◆ TASK TO COMPLETE ◆
Shift every bounding-box coordinate in the answers up by 147. Rewrite the items starting at the first line of the items and ending at the line containing "[455,363,515,426]", with their requests left as they are.
>>>
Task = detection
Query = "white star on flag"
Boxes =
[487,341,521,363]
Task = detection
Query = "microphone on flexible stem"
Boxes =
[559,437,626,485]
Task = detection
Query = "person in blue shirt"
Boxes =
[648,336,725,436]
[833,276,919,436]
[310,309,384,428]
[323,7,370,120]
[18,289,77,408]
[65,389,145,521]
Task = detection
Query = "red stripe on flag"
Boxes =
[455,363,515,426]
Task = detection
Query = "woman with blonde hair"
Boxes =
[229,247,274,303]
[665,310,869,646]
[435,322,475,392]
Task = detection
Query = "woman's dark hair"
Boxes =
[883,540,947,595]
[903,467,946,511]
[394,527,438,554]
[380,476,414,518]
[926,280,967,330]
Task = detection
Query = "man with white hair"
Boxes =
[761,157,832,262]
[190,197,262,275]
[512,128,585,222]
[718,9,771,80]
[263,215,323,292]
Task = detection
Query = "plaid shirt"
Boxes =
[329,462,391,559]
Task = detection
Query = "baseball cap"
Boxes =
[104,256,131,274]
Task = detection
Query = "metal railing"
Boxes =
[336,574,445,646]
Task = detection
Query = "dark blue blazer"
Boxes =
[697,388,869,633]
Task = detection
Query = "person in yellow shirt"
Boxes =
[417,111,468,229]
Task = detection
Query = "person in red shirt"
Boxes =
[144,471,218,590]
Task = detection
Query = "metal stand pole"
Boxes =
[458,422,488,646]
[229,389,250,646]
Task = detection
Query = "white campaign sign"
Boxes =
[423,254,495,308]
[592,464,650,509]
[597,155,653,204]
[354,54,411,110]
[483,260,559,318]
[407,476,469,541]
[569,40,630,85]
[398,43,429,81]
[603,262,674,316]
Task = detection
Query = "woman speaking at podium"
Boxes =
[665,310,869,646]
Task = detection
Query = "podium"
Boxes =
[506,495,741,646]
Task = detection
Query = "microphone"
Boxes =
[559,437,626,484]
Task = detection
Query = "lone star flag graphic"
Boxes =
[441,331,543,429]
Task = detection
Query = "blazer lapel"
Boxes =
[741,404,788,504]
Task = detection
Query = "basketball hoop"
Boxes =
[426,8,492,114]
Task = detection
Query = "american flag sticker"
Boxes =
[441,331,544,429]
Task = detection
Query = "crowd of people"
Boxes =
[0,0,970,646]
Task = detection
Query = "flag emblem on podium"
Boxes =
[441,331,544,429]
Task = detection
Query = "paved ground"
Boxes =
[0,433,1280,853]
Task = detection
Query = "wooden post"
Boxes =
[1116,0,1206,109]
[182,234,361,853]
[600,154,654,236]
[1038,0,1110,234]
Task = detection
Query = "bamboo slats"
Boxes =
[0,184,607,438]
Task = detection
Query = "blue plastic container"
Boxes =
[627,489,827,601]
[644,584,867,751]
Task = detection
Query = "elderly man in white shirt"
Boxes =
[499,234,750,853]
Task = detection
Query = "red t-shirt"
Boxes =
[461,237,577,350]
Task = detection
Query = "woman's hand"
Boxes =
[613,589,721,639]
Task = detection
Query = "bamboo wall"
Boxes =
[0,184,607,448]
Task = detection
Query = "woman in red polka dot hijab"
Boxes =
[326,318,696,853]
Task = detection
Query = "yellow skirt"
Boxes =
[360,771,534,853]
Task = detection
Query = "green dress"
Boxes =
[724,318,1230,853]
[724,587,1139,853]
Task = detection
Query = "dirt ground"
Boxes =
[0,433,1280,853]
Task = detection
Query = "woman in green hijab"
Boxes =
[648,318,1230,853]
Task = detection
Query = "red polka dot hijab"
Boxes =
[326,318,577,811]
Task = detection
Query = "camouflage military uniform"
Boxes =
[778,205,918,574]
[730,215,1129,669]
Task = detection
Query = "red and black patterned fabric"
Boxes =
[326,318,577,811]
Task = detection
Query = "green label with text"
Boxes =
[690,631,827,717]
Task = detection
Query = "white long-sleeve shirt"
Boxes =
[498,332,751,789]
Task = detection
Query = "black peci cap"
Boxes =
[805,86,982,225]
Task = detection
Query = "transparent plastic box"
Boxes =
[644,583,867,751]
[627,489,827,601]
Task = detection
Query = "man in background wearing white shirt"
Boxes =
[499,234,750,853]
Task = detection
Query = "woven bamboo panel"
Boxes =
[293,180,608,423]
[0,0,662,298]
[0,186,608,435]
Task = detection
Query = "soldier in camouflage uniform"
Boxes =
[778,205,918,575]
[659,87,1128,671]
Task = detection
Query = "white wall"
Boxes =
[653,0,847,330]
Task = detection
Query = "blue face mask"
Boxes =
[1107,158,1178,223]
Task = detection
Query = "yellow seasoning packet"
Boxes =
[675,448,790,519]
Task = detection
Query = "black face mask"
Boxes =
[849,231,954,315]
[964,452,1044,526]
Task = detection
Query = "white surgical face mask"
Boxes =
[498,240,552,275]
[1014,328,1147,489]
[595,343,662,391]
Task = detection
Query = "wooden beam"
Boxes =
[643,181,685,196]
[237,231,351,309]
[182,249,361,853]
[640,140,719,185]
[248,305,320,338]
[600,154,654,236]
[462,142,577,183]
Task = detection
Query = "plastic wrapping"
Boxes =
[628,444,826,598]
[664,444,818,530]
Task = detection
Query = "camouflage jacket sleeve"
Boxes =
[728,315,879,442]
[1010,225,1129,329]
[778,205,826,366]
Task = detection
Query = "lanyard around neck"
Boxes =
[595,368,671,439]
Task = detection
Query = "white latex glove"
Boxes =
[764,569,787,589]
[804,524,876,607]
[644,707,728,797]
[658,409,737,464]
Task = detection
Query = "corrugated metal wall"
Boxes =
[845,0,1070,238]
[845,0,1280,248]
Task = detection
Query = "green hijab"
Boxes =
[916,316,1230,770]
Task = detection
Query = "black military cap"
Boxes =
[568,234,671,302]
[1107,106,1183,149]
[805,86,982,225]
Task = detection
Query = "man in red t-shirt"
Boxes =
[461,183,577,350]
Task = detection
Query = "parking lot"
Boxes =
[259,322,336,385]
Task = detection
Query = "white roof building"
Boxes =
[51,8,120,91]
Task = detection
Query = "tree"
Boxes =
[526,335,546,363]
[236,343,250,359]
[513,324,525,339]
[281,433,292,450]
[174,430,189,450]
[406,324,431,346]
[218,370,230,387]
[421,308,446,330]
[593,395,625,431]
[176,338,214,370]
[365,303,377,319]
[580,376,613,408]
<<<
◆ SOLUTION TO THIS PROBLEM ◆
Task = detection
Query = "white star on flag"
Boxes =
[634,488,668,510]
Task = detection
Query = "microphone on flexible stem"
Boxes =
[706,584,773,632]
Task = detection
Query = "person in blue shirt"
Boxes =
[795,483,872,583]
[980,423,1066,583]
[457,456,531,575]
[470,154,517,267]
[165,436,224,555]
[212,536,292,668]
Task = detection
Query = "red stripe on flag"
Boxes =
[602,510,662,573]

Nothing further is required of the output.